**TASK TO CARRY OUT**
Only one part of the listing is needed: the lines from the one with "out the overcast" through the last line, copied exactly and free of pictures.

______

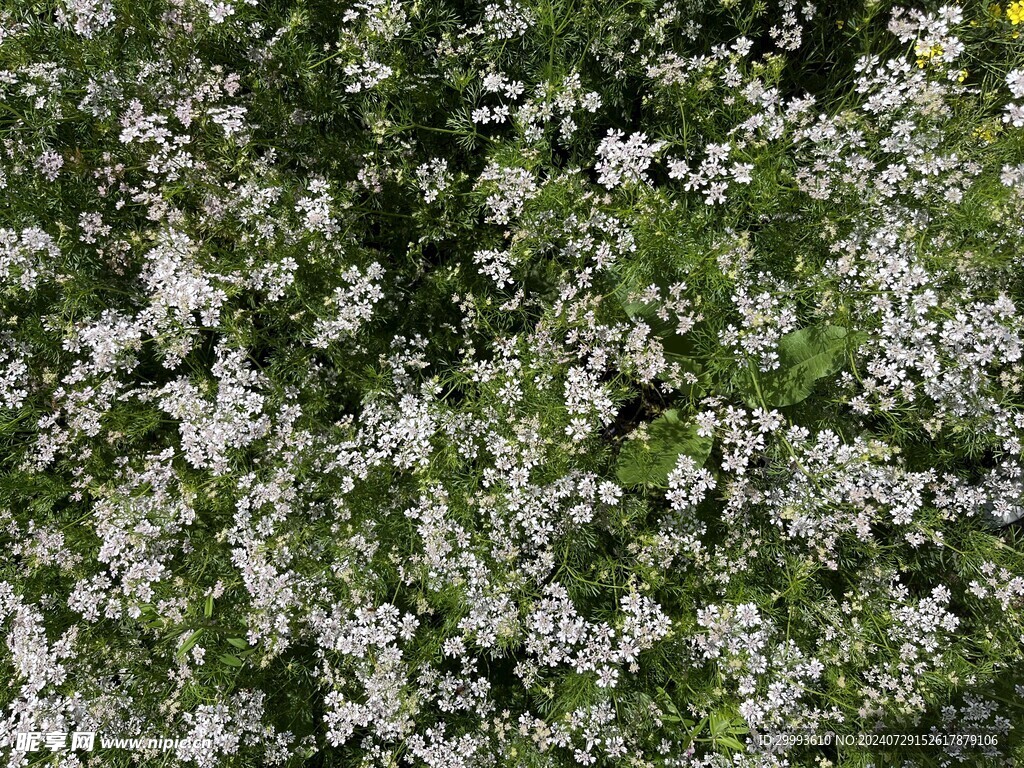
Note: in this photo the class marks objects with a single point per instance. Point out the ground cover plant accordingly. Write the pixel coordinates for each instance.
(511, 383)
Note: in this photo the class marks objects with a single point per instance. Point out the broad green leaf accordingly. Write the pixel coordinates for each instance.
(648, 461)
(188, 643)
(805, 356)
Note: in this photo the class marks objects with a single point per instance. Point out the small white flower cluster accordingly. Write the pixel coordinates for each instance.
(433, 178)
(770, 676)
(23, 254)
(1014, 112)
(13, 378)
(315, 208)
(625, 162)
(998, 584)
(232, 420)
(931, 33)
(352, 304)
(507, 19)
(712, 177)
(86, 16)
(552, 99)
(557, 635)
(764, 320)
(509, 190)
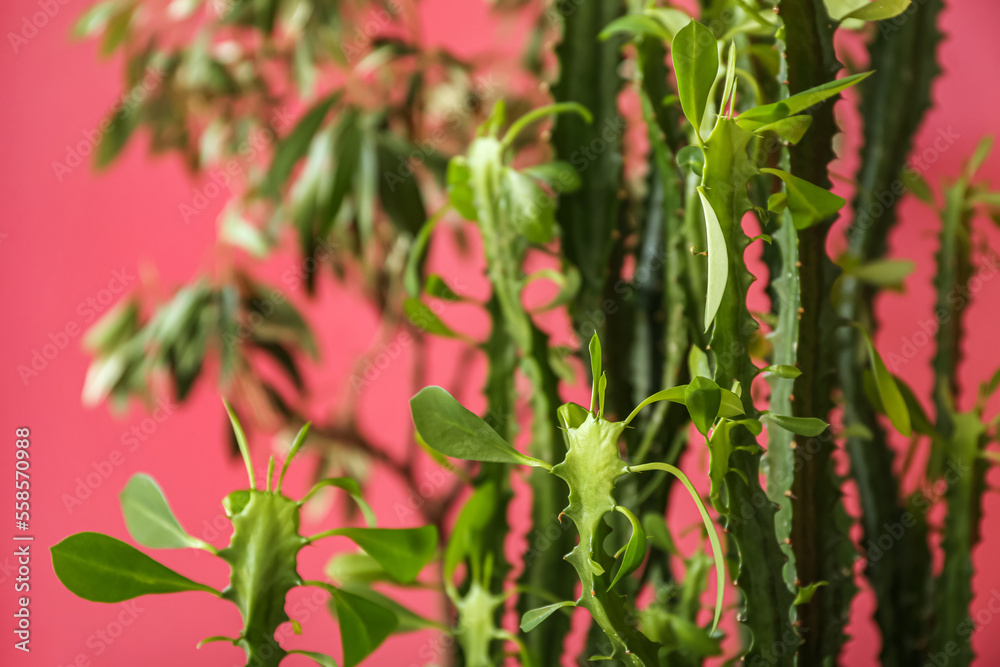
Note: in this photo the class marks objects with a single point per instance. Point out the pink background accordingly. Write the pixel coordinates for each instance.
(61, 243)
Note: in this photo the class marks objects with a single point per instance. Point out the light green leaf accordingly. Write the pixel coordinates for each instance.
(472, 520)
(883, 272)
(703, 399)
(718, 260)
(364, 625)
(809, 204)
(782, 371)
(402, 552)
(321, 659)
(791, 129)
(807, 426)
(635, 550)
(422, 317)
(752, 119)
(636, 24)
(892, 399)
(806, 593)
(695, 56)
(877, 10)
(100, 568)
(532, 618)
(532, 209)
(148, 517)
(713, 538)
(448, 427)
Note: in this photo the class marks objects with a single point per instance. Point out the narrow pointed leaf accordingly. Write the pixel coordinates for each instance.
(532, 618)
(364, 625)
(718, 260)
(703, 399)
(403, 552)
(448, 427)
(892, 399)
(695, 56)
(809, 204)
(635, 550)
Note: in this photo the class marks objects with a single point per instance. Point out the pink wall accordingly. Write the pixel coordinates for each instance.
(66, 242)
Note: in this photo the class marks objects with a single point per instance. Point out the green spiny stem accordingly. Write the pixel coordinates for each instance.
(903, 54)
(966, 471)
(590, 469)
(751, 514)
(782, 257)
(504, 249)
(954, 269)
(823, 551)
(589, 217)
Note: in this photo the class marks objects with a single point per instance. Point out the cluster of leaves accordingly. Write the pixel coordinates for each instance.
(262, 556)
(740, 122)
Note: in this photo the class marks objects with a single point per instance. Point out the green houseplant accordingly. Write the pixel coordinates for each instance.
(734, 107)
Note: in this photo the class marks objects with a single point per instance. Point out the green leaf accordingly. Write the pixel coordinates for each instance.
(460, 193)
(148, 517)
(809, 204)
(916, 184)
(321, 659)
(892, 399)
(806, 593)
(532, 618)
(241, 442)
(782, 371)
(635, 550)
(352, 488)
(562, 177)
(472, 520)
(100, 568)
(532, 210)
(807, 426)
(695, 56)
(595, 371)
(713, 538)
(979, 156)
(752, 119)
(364, 625)
(718, 260)
(703, 399)
(293, 147)
(877, 11)
(636, 24)
(403, 552)
(422, 317)
(448, 427)
(691, 158)
(791, 129)
(883, 272)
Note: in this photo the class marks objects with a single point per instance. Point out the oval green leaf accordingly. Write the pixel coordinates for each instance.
(148, 517)
(448, 427)
(703, 399)
(100, 568)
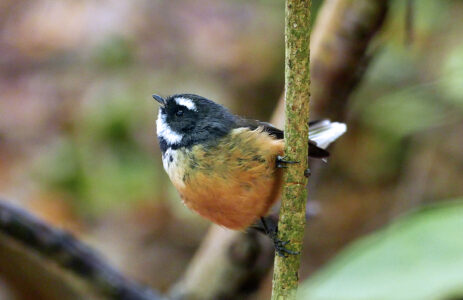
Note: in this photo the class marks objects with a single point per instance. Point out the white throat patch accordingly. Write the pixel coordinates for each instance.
(164, 131)
(188, 103)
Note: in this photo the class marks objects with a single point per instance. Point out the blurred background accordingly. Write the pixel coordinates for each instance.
(77, 122)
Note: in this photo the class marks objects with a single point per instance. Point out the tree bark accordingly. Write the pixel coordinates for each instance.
(294, 196)
(340, 39)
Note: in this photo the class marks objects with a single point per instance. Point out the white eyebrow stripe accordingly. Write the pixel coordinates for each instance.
(163, 130)
(188, 103)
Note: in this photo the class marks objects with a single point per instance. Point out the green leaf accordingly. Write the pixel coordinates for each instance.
(420, 256)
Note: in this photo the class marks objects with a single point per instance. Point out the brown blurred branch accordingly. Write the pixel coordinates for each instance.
(344, 29)
(341, 36)
(34, 253)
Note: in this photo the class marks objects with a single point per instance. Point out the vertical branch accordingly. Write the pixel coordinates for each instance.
(297, 93)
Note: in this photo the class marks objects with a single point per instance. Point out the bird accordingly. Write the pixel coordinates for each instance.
(225, 167)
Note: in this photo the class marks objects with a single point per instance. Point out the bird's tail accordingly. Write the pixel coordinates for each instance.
(324, 132)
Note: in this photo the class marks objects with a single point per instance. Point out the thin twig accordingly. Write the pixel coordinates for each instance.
(62, 249)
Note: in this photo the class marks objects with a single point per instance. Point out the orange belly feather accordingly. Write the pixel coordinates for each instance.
(233, 183)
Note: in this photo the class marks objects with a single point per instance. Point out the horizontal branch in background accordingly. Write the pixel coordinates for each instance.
(26, 240)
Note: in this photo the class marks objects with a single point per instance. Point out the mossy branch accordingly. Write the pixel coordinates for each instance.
(294, 196)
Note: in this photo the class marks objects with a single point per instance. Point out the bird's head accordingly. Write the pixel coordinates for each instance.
(185, 120)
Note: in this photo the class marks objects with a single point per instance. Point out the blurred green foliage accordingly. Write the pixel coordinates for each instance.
(114, 52)
(102, 162)
(417, 257)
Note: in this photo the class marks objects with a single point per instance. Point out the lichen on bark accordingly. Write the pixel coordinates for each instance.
(297, 93)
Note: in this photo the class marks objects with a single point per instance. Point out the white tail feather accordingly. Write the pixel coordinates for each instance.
(325, 132)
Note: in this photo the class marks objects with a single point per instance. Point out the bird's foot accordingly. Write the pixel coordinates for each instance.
(271, 230)
(307, 173)
(281, 162)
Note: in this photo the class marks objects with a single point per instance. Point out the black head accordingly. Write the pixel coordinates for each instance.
(185, 120)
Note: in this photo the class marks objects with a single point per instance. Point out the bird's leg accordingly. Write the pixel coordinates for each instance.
(271, 230)
(281, 162)
(307, 173)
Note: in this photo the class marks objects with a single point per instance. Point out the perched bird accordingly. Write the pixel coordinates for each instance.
(225, 167)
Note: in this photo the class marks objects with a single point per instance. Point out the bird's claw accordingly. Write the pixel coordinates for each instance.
(281, 162)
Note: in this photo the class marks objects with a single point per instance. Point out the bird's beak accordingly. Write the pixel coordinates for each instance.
(159, 99)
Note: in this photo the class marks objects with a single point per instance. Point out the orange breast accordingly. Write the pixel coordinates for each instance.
(234, 183)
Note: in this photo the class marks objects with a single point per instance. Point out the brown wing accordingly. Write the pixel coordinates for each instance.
(314, 150)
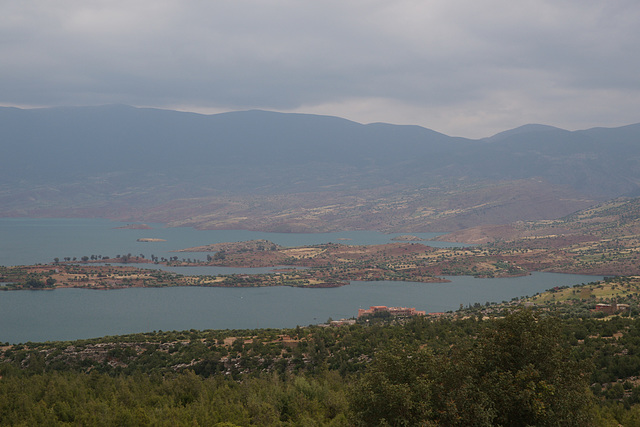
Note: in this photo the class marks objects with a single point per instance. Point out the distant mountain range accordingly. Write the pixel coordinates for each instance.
(299, 172)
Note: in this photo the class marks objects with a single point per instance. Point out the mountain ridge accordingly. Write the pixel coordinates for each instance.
(328, 172)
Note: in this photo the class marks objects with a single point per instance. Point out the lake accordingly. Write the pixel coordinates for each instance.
(68, 314)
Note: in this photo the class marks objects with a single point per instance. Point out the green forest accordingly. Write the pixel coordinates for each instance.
(516, 367)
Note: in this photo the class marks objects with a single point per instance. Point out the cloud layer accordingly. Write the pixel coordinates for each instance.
(461, 67)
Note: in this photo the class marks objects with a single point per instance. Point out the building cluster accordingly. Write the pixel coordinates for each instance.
(612, 308)
(394, 311)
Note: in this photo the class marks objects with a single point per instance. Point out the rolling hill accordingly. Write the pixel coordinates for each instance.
(298, 172)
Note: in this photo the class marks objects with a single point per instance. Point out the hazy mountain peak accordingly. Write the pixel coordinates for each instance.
(528, 128)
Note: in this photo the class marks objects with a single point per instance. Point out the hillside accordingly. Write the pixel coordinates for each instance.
(296, 172)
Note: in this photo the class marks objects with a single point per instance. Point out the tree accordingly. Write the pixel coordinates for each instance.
(518, 372)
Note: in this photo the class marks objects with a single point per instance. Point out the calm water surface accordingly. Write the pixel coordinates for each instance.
(67, 314)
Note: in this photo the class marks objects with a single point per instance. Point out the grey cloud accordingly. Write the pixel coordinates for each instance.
(441, 57)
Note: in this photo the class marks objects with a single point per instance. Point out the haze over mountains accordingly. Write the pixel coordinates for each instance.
(295, 172)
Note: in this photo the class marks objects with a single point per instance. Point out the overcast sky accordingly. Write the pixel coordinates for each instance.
(462, 67)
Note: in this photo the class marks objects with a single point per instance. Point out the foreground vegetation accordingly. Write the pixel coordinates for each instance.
(559, 363)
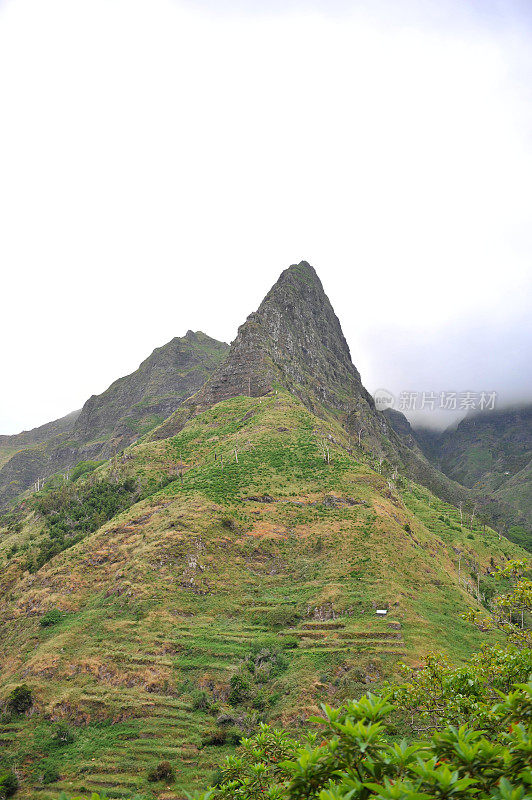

______

**THE ANSWER**
Note: in this photo the class marks objects with a single point per instance. Point out the overcast sky accordingly. Write the pixel coordinates for each instance.
(462, 67)
Note: in this photo the class marks objects with a single point per instance. Point out the foreground vegetation accordingly. Write the pixel coordinates for each instance.
(559, 363)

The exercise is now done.